A few records

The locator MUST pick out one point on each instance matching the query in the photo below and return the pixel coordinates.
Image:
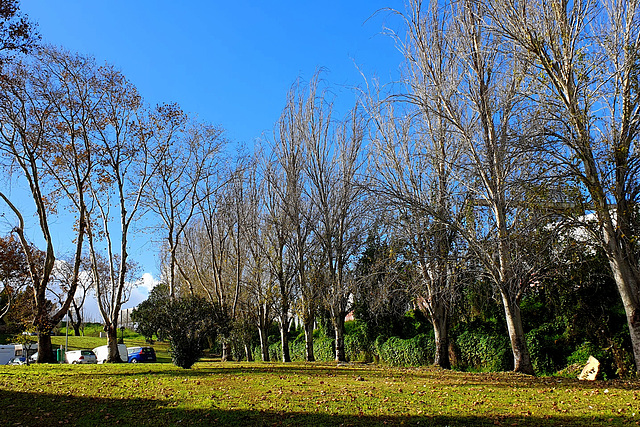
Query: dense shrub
(546, 348)
(188, 323)
(482, 349)
(415, 351)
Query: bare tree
(14, 272)
(415, 178)
(63, 277)
(478, 90)
(290, 157)
(278, 249)
(215, 245)
(585, 56)
(188, 157)
(335, 167)
(124, 146)
(46, 134)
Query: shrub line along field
(256, 393)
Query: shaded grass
(304, 394)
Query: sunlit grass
(305, 394)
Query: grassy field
(246, 394)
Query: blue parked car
(141, 354)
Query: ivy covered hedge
(415, 351)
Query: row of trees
(511, 140)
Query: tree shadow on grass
(44, 409)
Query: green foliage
(483, 348)
(546, 348)
(416, 351)
(148, 314)
(188, 323)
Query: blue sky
(230, 63)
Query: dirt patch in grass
(304, 394)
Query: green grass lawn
(247, 394)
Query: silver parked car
(80, 356)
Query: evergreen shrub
(482, 349)
(416, 351)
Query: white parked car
(80, 356)
(102, 353)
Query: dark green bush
(484, 350)
(416, 351)
(546, 348)
(188, 323)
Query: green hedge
(484, 351)
(415, 351)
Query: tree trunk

Exercise description :: Rename every "parked car" to "parked vehicle" throughout the entries above, and keep everything else the same. Leave the pictures out of your answer.

Complete output ::
The locator MUST pick out one point on each instance matching the query in the photo below and return the pixel coordinates.
Image:
Query: dense shrub
(546, 348)
(188, 323)
(482, 349)
(415, 351)
Query: bare tree
(14, 272)
(415, 178)
(63, 277)
(478, 90)
(290, 157)
(278, 249)
(215, 245)
(585, 56)
(188, 157)
(335, 167)
(124, 146)
(46, 134)
Query: shrub line along field
(256, 393)
Query: shaded grass
(304, 394)
Query: sunlit grass
(305, 394)
Query: grassy field
(246, 394)
Query: blue parked vehicle
(141, 354)
Query: ivy covered hedge
(415, 351)
Query: row of trees
(511, 140)
Query: tree shadow on grass
(44, 409)
Query: green foliage
(483, 348)
(546, 348)
(416, 351)
(148, 314)
(188, 323)
Query: blue sky
(230, 63)
Query: dirt patch in grass
(304, 394)
Query: green grass lawn
(247, 394)
Query: silver parked vehicle
(80, 356)
Query: evergreen shrub
(482, 349)
(416, 351)
Query: white parked vehicle
(80, 356)
(102, 353)
Query: dark green bush
(484, 350)
(416, 351)
(546, 348)
(188, 323)
Query: green hedge
(484, 351)
(415, 351)
Query: tree trunk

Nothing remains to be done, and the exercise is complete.